- _Consignes de l'exercice_:
**1.** Recopiez mot pour mot le passage du texte sur l'indépendance de la Mauritanie qui commence par « Ce préambule idéaliste » et se poursuit jusqu'à « dans sa globalité. ».
**2.** Prolongez le texte sur les 55 années d'indépendance de la Mauritanie en reprenant après sa dernière phrase.

55 années d’indépendance et le non-dit /Par Brahim Ould Boidaha

31 March, 2016 - 10:23

         Pour bien gouverner la Mauritanie, pays complexe et paradoxal par la nature de la composition de sa population, il faut nécessairement être armé d’une connaissance profonde de son peuple, connaissance teintée d’un sens psychopédagogique et humain pour  pouvoir espérer la réussite.

       Ce préambule idéaliste pour certains devient une obligation pour celui qui devient chef de l’Etat mauritanien par la force des choses. Est-ce que notre souci majeur et fondamental est de construire un Etat assurant notre avenir et celui de nos générations futures jusqu’à l’infini ? A-t-on besoin de bien gouverner pour atteindre cet objectif ou non ? Ou vivre sous le droit régalien ? Toutes ces questions sont posées avec acuité au peuple mauritanien, dans sa diversité naturelle, depuis le 28 novembre 1960 à ce jour. Et notre peuple en est totalement responsable dans sa globalité.

Cette responsabilité suprême implique un arbitrage juste, désintéressé à tout point de vue dans : l’éducation/santé/emploi / richesses  et pour y parvenir, il faut connaitre avec une certaine aisance les liens et les haines entre les tribus et les ethnies, ainsi que celles qui existaient entre elles, jusqu’au niveau des familles, elles-mêmes.

- _Entrées_:

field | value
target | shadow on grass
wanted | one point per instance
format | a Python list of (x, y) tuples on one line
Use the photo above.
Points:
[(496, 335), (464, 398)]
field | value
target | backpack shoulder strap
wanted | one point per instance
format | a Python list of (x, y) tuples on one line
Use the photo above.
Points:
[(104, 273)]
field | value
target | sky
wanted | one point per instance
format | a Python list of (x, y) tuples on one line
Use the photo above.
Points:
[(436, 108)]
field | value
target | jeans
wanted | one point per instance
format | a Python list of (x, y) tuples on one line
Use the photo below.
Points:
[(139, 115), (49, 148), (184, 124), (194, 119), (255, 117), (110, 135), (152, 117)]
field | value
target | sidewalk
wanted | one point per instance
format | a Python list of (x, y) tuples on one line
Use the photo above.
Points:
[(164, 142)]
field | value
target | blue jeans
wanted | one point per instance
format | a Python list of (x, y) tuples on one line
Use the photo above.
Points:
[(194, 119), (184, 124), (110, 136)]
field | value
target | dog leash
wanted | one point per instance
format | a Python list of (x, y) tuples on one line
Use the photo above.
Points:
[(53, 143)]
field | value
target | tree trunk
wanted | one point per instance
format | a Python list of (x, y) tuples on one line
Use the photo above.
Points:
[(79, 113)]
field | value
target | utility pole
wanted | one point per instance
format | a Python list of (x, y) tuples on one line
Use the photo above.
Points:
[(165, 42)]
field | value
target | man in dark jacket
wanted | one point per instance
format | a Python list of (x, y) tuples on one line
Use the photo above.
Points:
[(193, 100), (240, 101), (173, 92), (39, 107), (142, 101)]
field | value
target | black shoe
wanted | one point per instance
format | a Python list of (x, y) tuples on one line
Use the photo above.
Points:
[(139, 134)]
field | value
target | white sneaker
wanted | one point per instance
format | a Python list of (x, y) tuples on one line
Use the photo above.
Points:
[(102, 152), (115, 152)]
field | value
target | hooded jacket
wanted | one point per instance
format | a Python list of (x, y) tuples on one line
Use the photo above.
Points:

- _Corrigé_:
**1.**
Ce préambule idéaliste pour certains devient une obligation pour celui qui devient chef de l’Etat mauritanien par la force des choses. Est-ce que notre souci majeur et fondamental est de construire un Etat assurant notre avenir et celui de nos générations futures jusqu’à l’infini ? A-t-on besoin de bien gouverner pour atteindre cet objectif ou non ? Ou vivre sous le droit régalien ? Toutes ces questions sont posées avec acuité au peuple mauritanien, dans sa diversité naturelle, depuis le 28 novembre 1960 à ce jour. Et notre peuple en est totalement responsable dans sa globalité.

**2.**
Ces points cardinaux doivent, pour le moins, être couronnés d’une planification durable dans le temps avec la possibilité d’apporter des correctifs au fur et à mesure de leur application et suivant l’évolution de leur stratégie nationale et celle de l’environnement international.

 

Ce quadrilatère structurel doit être à la fois le choix, la devise, l’objectif et une conscience nationale assise sur une base constitutionnelle inamovible de tout chef d’Etat mauritanien d’où il vienne. Cette notion fondamentale de compréhension d’un Etat est à la fois une obligation et un devoir national.

Cette couverture permet à celui qui devient, par hasard ou par la force des choses, chef de cet Etat qui se dit ‘’islamique’’, d’apprendre, s’il ne les connaissait pas les spécifications  caractérisant chaque composante de ce peuple hétérogène à gouverner. C’est là la clé de la réussite et celle de l’échec !!!.....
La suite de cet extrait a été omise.